**Document text:**
⟨

Co-operation Key to Survival of Coastal Forest Ecosystem
VICTORIA – An investigation report released today upholds a public complaint about proposed logging in a rare forest type near Nanoose Bay on Vancouver Island.
Local residents filed a complaint with the board when they discovered about one-third of the 64-hectare parcel of coastal Douglas-fir forest, known as DL 33, was slated to be logged, contrary to provincial government promises.
”In order to meet an Interim Measures Agreement with the Nanoose First Nation, the Province did not abide by its commitment to defer issuing new forest tenures until its stewardship strategy was in place,” said board chair Al Gorley.
As part of its stewardship strategy for the coastal Douglas-fir (CDF) ecosystem, the Province identified 1,600 hectares of Crown-owned forest for potential protection. However, the Ministry of Forests and Range issued the tenure for DL 33 before the proposed protection order was approved, on the basis that it did not include DL 33. The ministry has not yet issued a permit to begin logging.

⟩

**Tasks and exercises:**
1) Reproduce verbatim everything in the Nanoose Bay logging passage from "As part of its" down to "to begin logging.".
2) Pick up the Nanoose Bay logging passage after its last sentence and continue it.

**Material provided:**
⟨

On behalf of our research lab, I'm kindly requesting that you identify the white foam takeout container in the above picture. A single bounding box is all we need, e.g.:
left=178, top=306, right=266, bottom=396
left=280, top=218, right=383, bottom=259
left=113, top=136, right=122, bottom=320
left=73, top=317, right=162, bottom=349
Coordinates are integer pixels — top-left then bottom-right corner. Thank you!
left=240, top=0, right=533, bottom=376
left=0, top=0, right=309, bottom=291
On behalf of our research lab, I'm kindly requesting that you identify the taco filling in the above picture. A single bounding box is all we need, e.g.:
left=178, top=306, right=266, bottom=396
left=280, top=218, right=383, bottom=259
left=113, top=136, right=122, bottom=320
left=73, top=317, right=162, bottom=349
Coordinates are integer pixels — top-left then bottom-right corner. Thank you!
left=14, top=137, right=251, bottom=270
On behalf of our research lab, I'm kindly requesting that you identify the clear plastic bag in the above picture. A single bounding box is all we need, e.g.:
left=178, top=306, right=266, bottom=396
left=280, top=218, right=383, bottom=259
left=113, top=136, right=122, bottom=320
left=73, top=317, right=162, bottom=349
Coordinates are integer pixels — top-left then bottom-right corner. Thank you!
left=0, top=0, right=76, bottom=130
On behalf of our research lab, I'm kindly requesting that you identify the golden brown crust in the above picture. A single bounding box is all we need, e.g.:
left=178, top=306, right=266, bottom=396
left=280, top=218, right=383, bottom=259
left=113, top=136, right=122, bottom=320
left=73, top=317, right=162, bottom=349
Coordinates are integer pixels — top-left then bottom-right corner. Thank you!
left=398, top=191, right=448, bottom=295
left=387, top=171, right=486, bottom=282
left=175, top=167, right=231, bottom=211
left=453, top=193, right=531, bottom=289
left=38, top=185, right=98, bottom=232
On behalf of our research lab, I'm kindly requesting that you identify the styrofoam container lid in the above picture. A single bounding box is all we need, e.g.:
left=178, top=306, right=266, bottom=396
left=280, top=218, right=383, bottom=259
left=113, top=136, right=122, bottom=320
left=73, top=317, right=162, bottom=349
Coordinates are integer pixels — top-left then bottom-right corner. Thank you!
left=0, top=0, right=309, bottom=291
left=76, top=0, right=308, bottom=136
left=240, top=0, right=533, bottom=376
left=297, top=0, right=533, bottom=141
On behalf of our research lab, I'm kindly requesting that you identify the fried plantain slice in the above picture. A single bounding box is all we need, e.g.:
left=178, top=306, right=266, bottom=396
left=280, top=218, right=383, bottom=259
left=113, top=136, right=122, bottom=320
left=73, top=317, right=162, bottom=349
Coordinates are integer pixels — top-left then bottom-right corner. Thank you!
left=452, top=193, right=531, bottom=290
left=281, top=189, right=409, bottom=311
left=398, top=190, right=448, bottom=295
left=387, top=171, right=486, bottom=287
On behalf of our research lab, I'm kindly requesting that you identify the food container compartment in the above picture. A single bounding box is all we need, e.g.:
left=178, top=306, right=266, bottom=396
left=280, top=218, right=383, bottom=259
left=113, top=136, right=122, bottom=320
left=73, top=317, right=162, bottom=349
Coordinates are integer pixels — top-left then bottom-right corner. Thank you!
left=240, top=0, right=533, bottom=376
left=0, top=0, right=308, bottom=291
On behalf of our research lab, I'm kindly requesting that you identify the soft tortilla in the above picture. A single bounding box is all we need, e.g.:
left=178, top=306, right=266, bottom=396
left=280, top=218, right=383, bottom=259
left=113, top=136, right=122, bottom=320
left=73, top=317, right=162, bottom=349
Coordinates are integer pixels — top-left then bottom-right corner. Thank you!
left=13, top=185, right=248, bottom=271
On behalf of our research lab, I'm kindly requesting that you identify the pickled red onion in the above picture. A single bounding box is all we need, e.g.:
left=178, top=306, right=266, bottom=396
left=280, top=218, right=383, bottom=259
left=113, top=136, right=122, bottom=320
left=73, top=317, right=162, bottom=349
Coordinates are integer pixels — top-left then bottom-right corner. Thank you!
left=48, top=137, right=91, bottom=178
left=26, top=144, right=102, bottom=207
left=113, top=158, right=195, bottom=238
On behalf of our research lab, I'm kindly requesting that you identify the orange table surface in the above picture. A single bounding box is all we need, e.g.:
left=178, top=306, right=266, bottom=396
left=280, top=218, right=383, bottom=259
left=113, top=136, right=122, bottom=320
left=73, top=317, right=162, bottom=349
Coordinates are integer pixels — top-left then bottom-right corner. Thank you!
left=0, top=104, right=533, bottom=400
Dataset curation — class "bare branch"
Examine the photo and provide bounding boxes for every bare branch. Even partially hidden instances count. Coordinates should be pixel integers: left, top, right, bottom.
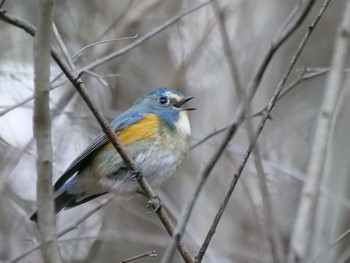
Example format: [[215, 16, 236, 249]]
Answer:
[[196, 0, 330, 262], [33, 0, 61, 263], [0, 2, 200, 262], [78, 1, 210, 75], [309, 229, 350, 263], [72, 34, 139, 59], [121, 250, 157, 263], [288, 1, 350, 263]]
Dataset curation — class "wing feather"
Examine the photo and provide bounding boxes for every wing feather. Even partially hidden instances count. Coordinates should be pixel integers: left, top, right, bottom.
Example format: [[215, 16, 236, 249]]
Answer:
[[54, 111, 144, 193]]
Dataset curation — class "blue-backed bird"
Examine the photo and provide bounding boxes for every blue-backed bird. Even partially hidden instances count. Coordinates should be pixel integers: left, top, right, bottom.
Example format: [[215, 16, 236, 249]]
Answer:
[[30, 88, 194, 221]]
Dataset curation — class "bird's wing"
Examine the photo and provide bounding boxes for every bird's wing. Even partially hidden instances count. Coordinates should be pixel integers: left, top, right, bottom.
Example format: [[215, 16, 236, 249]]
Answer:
[[54, 112, 144, 192]]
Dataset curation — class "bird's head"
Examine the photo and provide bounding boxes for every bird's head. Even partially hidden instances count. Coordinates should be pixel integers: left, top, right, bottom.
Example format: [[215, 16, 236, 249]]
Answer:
[[135, 88, 195, 133]]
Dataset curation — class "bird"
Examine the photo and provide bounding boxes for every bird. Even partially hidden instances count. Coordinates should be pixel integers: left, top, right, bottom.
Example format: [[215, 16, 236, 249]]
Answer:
[[30, 87, 195, 222]]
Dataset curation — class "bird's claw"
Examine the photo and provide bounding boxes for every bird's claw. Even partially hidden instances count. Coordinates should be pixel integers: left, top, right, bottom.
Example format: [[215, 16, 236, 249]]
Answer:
[[131, 167, 143, 182], [147, 195, 163, 214]]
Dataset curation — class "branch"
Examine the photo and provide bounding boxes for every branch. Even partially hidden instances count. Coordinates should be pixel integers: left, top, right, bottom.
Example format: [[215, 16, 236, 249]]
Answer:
[[78, 1, 210, 75], [121, 250, 157, 263], [0, 2, 205, 262], [196, 0, 330, 262], [190, 68, 330, 151], [33, 0, 61, 263], [308, 229, 350, 263], [161, 0, 242, 263], [159, 0, 314, 261], [288, 1, 350, 263]]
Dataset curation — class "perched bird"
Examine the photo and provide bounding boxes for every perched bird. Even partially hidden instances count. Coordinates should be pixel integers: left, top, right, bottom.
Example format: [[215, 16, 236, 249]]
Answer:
[[30, 88, 194, 221]]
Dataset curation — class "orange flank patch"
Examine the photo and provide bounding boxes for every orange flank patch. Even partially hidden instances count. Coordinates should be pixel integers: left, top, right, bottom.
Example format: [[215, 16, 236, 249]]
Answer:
[[117, 114, 159, 145]]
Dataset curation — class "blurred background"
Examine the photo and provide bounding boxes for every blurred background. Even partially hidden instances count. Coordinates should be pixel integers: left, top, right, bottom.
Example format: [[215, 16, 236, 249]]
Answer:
[[0, 0, 350, 263]]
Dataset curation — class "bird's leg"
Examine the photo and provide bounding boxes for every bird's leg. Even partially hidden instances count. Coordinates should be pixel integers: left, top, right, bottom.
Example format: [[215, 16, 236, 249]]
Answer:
[[147, 195, 163, 214], [131, 166, 143, 182]]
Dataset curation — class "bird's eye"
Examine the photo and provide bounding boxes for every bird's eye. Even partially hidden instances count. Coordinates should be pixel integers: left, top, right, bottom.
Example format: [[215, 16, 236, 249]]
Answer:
[[159, 96, 169, 105]]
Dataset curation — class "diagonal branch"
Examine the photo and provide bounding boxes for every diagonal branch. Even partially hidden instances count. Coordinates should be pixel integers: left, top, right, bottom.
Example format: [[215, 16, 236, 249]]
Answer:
[[0, 2, 215, 262], [33, 0, 61, 263], [196, 0, 330, 262], [288, 1, 350, 263]]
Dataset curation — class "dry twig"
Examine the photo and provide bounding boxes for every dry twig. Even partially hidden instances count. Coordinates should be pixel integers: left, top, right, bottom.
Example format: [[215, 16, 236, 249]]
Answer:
[[288, 1, 350, 263], [33, 0, 61, 263], [196, 0, 330, 262], [0, 2, 209, 262]]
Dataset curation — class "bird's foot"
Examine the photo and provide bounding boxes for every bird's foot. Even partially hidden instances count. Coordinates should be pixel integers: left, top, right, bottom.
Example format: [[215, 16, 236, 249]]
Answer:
[[147, 195, 163, 214]]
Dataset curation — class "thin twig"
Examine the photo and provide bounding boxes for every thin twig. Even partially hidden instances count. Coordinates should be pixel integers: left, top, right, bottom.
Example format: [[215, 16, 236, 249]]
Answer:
[[288, 1, 350, 263], [0, 4, 200, 262], [161, 0, 242, 263], [78, 1, 210, 75], [196, 0, 330, 262], [33, 0, 61, 263], [190, 68, 328, 150], [72, 34, 139, 59], [246, 116, 285, 263], [121, 250, 157, 263], [161, 0, 314, 261], [308, 229, 350, 263]]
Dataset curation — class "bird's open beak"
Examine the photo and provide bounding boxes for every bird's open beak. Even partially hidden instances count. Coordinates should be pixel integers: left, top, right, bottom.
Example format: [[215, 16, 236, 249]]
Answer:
[[174, 96, 196, 111]]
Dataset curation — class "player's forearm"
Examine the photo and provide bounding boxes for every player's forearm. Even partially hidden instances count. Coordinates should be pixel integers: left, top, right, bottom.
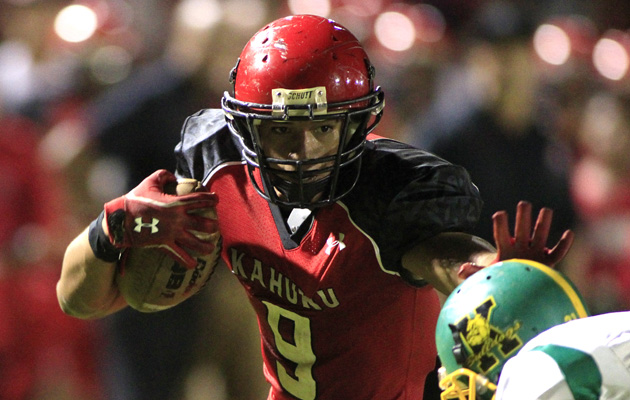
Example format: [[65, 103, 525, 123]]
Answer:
[[402, 232, 497, 295], [57, 229, 126, 319]]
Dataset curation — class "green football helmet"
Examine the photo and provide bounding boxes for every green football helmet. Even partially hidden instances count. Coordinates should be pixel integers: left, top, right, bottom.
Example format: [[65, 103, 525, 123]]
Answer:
[[436, 259, 588, 400]]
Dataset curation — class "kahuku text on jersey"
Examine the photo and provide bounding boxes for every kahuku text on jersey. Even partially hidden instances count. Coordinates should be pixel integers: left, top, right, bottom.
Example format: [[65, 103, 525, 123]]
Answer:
[[230, 248, 339, 310]]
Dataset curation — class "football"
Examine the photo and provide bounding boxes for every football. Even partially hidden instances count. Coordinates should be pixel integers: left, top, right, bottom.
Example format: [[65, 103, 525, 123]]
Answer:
[[116, 179, 221, 313]]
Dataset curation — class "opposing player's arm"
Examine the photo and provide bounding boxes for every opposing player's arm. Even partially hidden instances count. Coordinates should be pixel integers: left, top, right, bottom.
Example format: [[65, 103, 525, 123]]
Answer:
[[57, 223, 127, 319]]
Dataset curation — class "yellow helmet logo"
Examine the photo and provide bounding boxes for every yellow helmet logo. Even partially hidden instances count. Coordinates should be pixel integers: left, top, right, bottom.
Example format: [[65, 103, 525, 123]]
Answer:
[[455, 296, 523, 374]]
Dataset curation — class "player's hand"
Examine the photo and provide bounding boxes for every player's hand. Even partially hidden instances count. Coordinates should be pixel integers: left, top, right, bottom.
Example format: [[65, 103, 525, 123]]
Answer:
[[492, 201, 573, 267], [105, 170, 218, 268]]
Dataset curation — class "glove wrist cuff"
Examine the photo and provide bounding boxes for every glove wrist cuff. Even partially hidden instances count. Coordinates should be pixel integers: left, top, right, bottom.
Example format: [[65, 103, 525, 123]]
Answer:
[[103, 196, 126, 249]]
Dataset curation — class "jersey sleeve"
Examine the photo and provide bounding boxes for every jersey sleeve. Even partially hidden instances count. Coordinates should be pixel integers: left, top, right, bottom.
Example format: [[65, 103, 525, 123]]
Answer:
[[175, 109, 241, 182], [352, 139, 483, 272], [496, 351, 573, 400]]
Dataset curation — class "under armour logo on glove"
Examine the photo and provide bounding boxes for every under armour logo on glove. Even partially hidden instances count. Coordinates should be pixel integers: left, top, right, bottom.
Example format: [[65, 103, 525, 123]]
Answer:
[[105, 170, 218, 268], [133, 217, 160, 233]]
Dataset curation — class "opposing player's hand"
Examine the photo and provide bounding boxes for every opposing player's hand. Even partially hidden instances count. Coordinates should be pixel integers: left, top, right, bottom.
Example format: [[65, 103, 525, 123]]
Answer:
[[492, 201, 573, 267], [105, 170, 218, 268]]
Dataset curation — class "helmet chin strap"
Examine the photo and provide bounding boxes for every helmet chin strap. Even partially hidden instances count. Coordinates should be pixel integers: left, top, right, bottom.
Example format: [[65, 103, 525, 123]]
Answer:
[[269, 175, 331, 208]]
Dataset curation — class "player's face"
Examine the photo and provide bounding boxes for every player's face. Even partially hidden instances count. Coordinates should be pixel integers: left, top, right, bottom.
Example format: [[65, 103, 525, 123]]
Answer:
[[259, 120, 343, 180]]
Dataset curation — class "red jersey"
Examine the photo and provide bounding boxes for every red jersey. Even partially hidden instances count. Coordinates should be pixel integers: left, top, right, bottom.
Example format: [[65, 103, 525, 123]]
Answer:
[[176, 110, 481, 400]]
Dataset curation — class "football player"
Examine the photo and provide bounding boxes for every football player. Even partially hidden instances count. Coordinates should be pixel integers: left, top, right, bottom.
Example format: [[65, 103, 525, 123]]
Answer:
[[436, 259, 630, 400], [58, 15, 573, 400]]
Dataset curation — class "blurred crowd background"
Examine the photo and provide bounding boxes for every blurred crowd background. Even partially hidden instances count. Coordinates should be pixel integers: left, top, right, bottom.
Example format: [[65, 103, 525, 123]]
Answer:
[[0, 0, 630, 400]]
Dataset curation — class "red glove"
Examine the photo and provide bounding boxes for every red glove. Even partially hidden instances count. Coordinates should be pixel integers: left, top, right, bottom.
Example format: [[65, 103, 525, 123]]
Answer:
[[492, 201, 573, 267], [105, 170, 218, 268], [457, 201, 573, 279]]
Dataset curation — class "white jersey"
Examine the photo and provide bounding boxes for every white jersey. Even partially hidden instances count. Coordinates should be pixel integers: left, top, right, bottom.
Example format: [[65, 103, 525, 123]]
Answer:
[[496, 312, 630, 400]]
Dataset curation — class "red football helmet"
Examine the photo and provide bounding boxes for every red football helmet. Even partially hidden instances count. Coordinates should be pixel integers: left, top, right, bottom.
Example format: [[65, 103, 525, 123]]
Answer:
[[221, 15, 384, 208]]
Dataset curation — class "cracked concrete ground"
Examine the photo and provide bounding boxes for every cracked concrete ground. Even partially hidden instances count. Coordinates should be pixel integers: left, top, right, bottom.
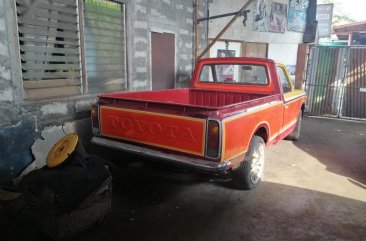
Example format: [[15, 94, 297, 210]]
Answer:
[[2, 117, 366, 241]]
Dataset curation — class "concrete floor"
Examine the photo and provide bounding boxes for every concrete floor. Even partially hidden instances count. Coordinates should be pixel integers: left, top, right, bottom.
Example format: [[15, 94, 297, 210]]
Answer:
[[81, 118, 366, 241], [2, 118, 366, 241]]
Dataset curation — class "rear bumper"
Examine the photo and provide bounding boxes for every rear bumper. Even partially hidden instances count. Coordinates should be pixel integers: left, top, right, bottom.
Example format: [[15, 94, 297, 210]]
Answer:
[[91, 136, 231, 173]]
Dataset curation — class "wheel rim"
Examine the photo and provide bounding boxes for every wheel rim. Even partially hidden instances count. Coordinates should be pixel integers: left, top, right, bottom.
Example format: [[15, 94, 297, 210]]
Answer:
[[250, 145, 264, 184]]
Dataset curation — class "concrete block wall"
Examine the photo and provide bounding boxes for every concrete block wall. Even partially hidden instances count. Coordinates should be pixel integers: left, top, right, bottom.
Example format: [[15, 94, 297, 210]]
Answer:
[[0, 0, 206, 187]]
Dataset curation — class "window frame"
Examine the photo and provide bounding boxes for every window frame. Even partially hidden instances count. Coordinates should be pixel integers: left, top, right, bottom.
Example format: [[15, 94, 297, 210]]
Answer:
[[198, 63, 270, 86], [276, 65, 294, 94]]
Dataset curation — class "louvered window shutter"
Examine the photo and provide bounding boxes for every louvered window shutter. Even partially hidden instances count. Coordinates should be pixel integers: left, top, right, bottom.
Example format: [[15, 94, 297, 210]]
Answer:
[[84, 0, 127, 93], [16, 0, 81, 100]]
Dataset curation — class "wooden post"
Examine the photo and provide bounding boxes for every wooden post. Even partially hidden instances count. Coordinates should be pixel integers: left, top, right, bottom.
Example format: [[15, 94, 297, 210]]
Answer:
[[193, 0, 200, 63], [196, 0, 253, 59]]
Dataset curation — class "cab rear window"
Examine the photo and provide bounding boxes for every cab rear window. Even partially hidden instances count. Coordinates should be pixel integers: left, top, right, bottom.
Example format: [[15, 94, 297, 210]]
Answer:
[[199, 64, 268, 85]]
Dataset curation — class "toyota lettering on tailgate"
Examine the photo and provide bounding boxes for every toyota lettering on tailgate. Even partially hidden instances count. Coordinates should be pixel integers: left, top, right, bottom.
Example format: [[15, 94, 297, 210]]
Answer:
[[101, 107, 206, 155]]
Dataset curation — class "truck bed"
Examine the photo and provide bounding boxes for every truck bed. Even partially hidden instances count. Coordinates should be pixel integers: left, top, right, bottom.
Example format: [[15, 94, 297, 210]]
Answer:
[[100, 88, 273, 116]]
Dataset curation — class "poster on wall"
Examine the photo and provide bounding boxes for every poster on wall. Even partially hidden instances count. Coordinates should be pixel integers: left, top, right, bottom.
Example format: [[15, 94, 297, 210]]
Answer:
[[269, 2, 287, 33], [287, 0, 309, 33], [216, 49, 235, 82], [253, 0, 272, 32], [316, 3, 333, 38], [286, 64, 296, 85]]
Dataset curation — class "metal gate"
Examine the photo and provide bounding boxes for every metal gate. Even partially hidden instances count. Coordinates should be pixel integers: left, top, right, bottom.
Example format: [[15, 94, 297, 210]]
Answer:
[[306, 46, 366, 119]]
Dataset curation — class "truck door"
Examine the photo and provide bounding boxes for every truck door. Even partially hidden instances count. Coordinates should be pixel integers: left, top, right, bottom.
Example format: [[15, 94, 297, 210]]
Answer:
[[277, 66, 299, 136]]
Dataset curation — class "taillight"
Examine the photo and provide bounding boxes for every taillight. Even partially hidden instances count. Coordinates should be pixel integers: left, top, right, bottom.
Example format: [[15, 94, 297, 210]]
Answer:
[[206, 120, 220, 158], [91, 105, 100, 135]]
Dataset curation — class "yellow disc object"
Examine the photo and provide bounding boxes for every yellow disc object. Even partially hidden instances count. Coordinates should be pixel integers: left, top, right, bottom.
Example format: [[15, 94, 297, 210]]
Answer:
[[46, 133, 79, 168]]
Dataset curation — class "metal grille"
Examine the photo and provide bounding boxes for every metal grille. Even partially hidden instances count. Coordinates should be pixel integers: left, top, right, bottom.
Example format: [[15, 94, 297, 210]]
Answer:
[[342, 48, 366, 118], [84, 0, 126, 93], [16, 0, 81, 99], [306, 47, 366, 119]]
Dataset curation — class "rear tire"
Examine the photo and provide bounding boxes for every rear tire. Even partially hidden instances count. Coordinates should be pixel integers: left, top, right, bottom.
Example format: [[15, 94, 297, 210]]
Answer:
[[285, 110, 302, 141], [232, 136, 265, 190]]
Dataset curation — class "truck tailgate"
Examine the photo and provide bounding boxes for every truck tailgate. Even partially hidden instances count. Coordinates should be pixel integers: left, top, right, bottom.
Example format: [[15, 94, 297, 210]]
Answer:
[[99, 105, 206, 157]]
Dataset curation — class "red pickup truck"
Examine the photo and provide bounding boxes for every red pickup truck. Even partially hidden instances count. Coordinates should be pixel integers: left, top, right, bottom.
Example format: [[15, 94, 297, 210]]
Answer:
[[91, 58, 306, 189]]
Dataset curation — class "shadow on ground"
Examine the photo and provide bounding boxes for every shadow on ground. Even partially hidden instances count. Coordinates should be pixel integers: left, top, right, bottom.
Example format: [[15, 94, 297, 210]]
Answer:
[[294, 117, 366, 186], [6, 162, 366, 241]]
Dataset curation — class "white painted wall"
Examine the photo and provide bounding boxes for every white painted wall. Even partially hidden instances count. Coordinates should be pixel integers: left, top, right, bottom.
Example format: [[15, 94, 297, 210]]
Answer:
[[209, 0, 303, 68], [268, 44, 298, 65]]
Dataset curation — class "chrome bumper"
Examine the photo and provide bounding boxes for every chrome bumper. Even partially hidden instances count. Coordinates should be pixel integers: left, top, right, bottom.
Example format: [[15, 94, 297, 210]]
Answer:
[[91, 136, 231, 173]]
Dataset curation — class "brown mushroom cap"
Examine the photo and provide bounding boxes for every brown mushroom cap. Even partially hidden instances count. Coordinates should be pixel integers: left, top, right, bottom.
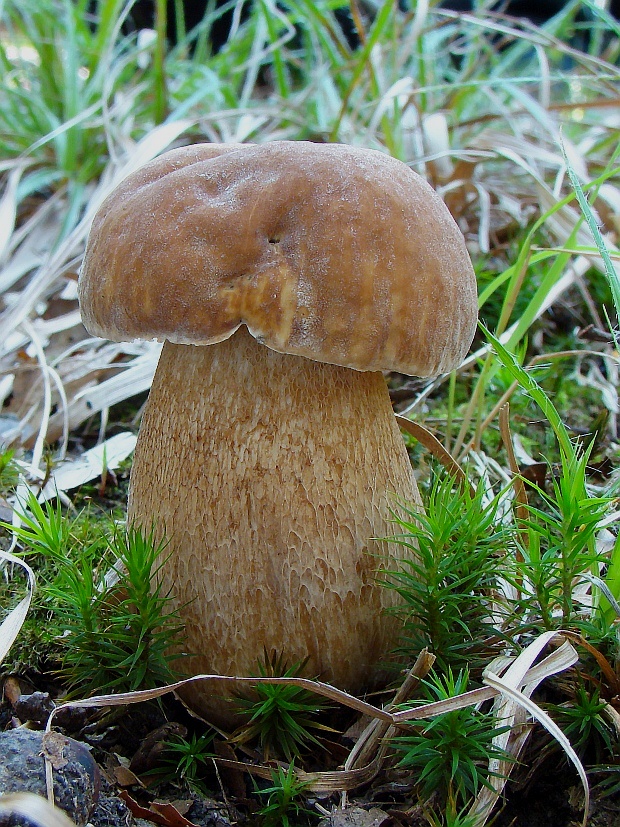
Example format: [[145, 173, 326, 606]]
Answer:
[[79, 141, 477, 376]]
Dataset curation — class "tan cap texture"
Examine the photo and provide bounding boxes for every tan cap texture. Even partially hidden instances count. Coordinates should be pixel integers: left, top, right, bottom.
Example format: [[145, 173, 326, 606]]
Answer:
[[79, 141, 477, 376]]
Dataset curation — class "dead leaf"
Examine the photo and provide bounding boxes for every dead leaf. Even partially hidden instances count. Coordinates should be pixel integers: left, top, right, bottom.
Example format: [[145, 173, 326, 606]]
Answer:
[[119, 790, 198, 827]]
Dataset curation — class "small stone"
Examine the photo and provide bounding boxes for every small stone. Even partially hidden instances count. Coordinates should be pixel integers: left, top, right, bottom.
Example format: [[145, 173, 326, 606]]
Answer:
[[319, 807, 390, 827], [0, 728, 100, 827]]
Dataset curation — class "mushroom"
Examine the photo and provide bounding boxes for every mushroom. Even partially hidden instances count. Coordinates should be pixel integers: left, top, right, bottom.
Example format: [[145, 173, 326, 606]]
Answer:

⟩

**Answers below:**
1)
As part of its stewardship strategy for the coastal Douglas-fir (CDF) ecosystem, the Province identified 1,600 hectares of Crown-owned forest for potential protection. However, the Ministry of Forests and Range issued the tenure for DL 33 before the proposed protection order was approved, on the basis that it did not include DL 33. The ministry has not yet issued a permit to begin logging.

2)
“Taken in isolation, DL 33 is important, but is not the real issue,” said Gorley. “It is a symptom of a problem that has been more than 100 years in the making. Given the large proportion of CDF on private land, and competing interests and priorities on provincial land, there may be little the Province can do on its own to ensure long-term viability of this ecosystem.”
The Province controls just 23,500 hectares (about nine percent) of the remaining CDF forests, and has protected 7,600 hectares to date. The proposed order would protect another 1,600 hectares. The board’s report notes that the stewards of private, federal and local government lands will have to participate further in conservation if greater viability of the ecosystem is desired.
This is the board’s third complaint investigation involving management of the CDF by the Province. In 2005, the board recommended a conservation protocol be developed before any further logging of CDF on Crown land. Then, in 2007, the board recommended the Province finalize a stewardship strategy for management of this ecosystem.
The Forest Practices Board is B.C.’s independent watchdog for sound forest and range practices, reporting its findings and recommendations directly to the public and government. The board is required to investigate public complaints about forest planning and practices.
A backgrounder follows.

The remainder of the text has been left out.